-- Exercise goal --
Format every line of the records below as a Markdown table with two columns, Row and Line: number the lines in order under Row, put each line's text under Line, and skip blank lines.

━━━━━ Data shown ━━━━━

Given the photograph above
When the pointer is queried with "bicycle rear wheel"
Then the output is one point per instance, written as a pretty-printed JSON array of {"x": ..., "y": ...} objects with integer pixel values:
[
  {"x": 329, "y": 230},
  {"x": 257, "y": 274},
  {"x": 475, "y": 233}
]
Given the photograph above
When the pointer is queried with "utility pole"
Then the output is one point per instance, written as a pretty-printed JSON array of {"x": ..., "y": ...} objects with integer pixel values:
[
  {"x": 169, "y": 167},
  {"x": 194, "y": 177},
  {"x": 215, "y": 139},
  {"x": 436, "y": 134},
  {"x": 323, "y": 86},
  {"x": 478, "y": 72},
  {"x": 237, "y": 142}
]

━━━━━

-- Expected answer --
| Row | Line |
|---|---|
| 1 | Given the photograph above |
| 2 | When the pointer is queried with "bicycle rear wheel" |
| 3 | Then the output is one point per instance, written as a pretty-printed JSON array of {"x": ..., "y": ...} objects with integer pixel values: |
| 4 | [ |
| 5 |   {"x": 329, "y": 230}, |
| 6 |   {"x": 257, "y": 274}, |
| 7 |   {"x": 475, "y": 233} |
| 8 | ] |
| 9 | Given the photograph above |
| 10 | When the pointer is queried with "utility pole" |
| 11 | Then the output is one point per instance, written as a pretty-printed JSON array of {"x": ..., "y": ...} objects with integer pixel values: |
| 12 | [ |
| 13 |   {"x": 169, "y": 167}, |
| 14 |   {"x": 194, "y": 177}, |
| 15 |   {"x": 215, "y": 139}, |
| 16 |   {"x": 436, "y": 134}, |
| 17 |   {"x": 323, "y": 86}, |
| 18 |   {"x": 478, "y": 72}, |
| 19 |   {"x": 237, "y": 142} |
| 20 | ] |